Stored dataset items
::::::::
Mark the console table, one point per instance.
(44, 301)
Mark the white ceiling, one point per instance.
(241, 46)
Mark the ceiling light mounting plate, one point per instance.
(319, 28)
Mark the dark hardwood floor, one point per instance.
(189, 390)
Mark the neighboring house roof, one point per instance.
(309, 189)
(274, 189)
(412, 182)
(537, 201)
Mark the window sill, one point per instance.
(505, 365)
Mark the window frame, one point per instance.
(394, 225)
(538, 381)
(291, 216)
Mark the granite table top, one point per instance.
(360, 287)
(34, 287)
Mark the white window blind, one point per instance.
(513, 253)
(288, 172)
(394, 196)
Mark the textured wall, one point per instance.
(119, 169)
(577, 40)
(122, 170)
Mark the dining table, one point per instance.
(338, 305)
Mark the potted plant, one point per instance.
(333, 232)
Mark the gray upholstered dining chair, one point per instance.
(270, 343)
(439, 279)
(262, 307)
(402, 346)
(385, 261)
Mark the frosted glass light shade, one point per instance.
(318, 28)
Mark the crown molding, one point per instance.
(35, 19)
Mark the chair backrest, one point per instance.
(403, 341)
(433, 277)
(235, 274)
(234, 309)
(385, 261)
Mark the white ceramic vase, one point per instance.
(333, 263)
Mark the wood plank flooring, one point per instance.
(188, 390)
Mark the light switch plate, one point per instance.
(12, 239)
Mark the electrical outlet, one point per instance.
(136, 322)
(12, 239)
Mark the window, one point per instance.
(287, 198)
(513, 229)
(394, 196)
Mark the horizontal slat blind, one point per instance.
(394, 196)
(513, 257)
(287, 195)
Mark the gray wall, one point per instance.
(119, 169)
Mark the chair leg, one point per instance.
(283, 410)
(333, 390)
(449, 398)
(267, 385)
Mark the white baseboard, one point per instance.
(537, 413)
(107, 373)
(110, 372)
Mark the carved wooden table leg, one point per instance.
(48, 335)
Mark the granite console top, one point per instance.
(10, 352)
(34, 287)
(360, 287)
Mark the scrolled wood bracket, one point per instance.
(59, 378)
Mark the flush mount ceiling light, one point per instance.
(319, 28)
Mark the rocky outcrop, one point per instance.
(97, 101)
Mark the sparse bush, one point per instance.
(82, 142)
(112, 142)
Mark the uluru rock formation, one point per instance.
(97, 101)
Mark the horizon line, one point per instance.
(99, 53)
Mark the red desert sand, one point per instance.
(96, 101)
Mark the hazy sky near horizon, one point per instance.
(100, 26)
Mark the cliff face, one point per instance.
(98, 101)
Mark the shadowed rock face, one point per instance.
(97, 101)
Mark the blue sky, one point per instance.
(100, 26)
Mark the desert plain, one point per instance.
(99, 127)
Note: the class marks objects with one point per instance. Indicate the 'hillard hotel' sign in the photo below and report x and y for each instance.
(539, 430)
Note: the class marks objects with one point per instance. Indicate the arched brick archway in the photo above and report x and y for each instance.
::::::::
Only an exact transcription of all the records above counts as an answer.

Mark the console table, one point per instance.
(44, 301)
Mark the white ceiling, one point per instance.
(241, 46)
Mark the ceiling light mounting plate, one point per instance.
(319, 28)
Mark the dark hardwood floor, one point per instance.
(189, 390)
Mark the neighboring house roof, one point per instance.
(309, 189)
(274, 189)
(412, 182)
(537, 201)
Mark the window sill, one point per instance.
(505, 365)
Mark the window frame, one point per instance.
(394, 225)
(538, 381)
(291, 216)
Mark the granite table top, one point per instance.
(360, 287)
(34, 287)
Mark the white window blind, one point per instance.
(513, 253)
(288, 172)
(394, 196)
Mark the textured wall, one point per instance.
(119, 169)
(577, 40)
(122, 170)
Mark the dining table, one point per instance.
(338, 305)
Mark the potted plant, one point per instance.
(333, 232)
Mark the gray upholstered dining chair, one point per instance.
(270, 343)
(439, 279)
(262, 307)
(402, 346)
(385, 261)
Mark the frosted glass light shade, one point per instance.
(318, 28)
Mark the crown molding, one point per instance.
(35, 19)
Mark the chair backrest, one point per instance.
(403, 341)
(433, 277)
(235, 274)
(234, 309)
(385, 261)
Mark the white ceramic vase, one point per instance.
(333, 263)
Mark the wood plank flooring, one point per instance.
(188, 390)
Mark the light switch plate, one point per instance.
(12, 239)
Mark the electrical outlet, one point per instance.
(136, 322)
(12, 239)
Mark the window, one point per instance.
(287, 198)
(513, 229)
(394, 196)
Mark the horizontal slat blind, one point per instance.
(394, 196)
(513, 257)
(287, 195)
Mark the gray wall, one point per instance.
(119, 169)
Mark the chair leg, one point per instance.
(283, 410)
(333, 390)
(449, 398)
(267, 385)
Mark the white baseboard, one point per instance.
(537, 413)
(107, 373)
(110, 372)
Mark the carved wooden table leg, one point per instance.
(48, 335)
Mark the granite console top, one point per instance.
(10, 352)
(34, 287)
(360, 287)
Mark the scrolled wood bracket, one point per instance.
(59, 378)
Mark the flush mount ceiling light, one point per instance.
(319, 28)
Mark the rocky outcrop, one point per instance.
(97, 101)
Mark the sparse bush, one point per instance.
(82, 142)
(112, 142)
Mark the uluru rock formation, one point per instance.
(97, 101)
Mark the horizon line, one point per instance.
(99, 53)
Mark the red desert sand, one point per instance.
(96, 101)
Mark the hazy sky near horizon, one point per instance.
(100, 26)
Mark the cliff face, one point per instance.
(98, 101)
Mark the shadowed rock face, one point per instance.
(97, 101)
Mark the blue sky, one point per instance.
(100, 26)
Mark the desert plain, one point per instance.
(99, 127)
Note: the class marks objects with one point per instance. Indicate the 'hillard hotel' sign in the photo below and report x and y for each instance.
(539, 430)
Note: the class marks objects with one point per instance. Indicate the arched brick archway in the photo above and report x and y for each instance.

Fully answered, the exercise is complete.